== What to work on ==
Rewrite the listing below, replacing "single" with "one" and leaving every other part of each line unchanged.

★ ★ ★ ★ ★

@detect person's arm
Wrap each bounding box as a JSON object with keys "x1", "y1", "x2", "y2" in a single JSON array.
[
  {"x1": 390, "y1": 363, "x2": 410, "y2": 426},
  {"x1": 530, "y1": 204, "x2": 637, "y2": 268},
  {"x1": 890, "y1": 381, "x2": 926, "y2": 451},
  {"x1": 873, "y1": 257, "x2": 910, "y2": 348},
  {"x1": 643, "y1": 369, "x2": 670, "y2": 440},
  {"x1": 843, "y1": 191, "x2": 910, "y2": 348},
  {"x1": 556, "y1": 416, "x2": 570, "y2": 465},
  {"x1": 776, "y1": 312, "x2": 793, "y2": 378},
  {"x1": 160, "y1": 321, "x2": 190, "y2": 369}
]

★ ★ ★ ★ ★

== Output below ==
@detect person's arm
Wrap each bounding box as a JSON object with keys "x1", "y1", "x2", "y2" in a one JSON array.
[
  {"x1": 390, "y1": 363, "x2": 410, "y2": 426},
  {"x1": 530, "y1": 204, "x2": 637, "y2": 268},
  {"x1": 890, "y1": 381, "x2": 926, "y2": 451},
  {"x1": 873, "y1": 257, "x2": 910, "y2": 348},
  {"x1": 643, "y1": 369, "x2": 670, "y2": 440},
  {"x1": 843, "y1": 191, "x2": 910, "y2": 348},
  {"x1": 556, "y1": 416, "x2": 570, "y2": 465},
  {"x1": 776, "y1": 312, "x2": 793, "y2": 378},
  {"x1": 160, "y1": 321, "x2": 190, "y2": 369}
]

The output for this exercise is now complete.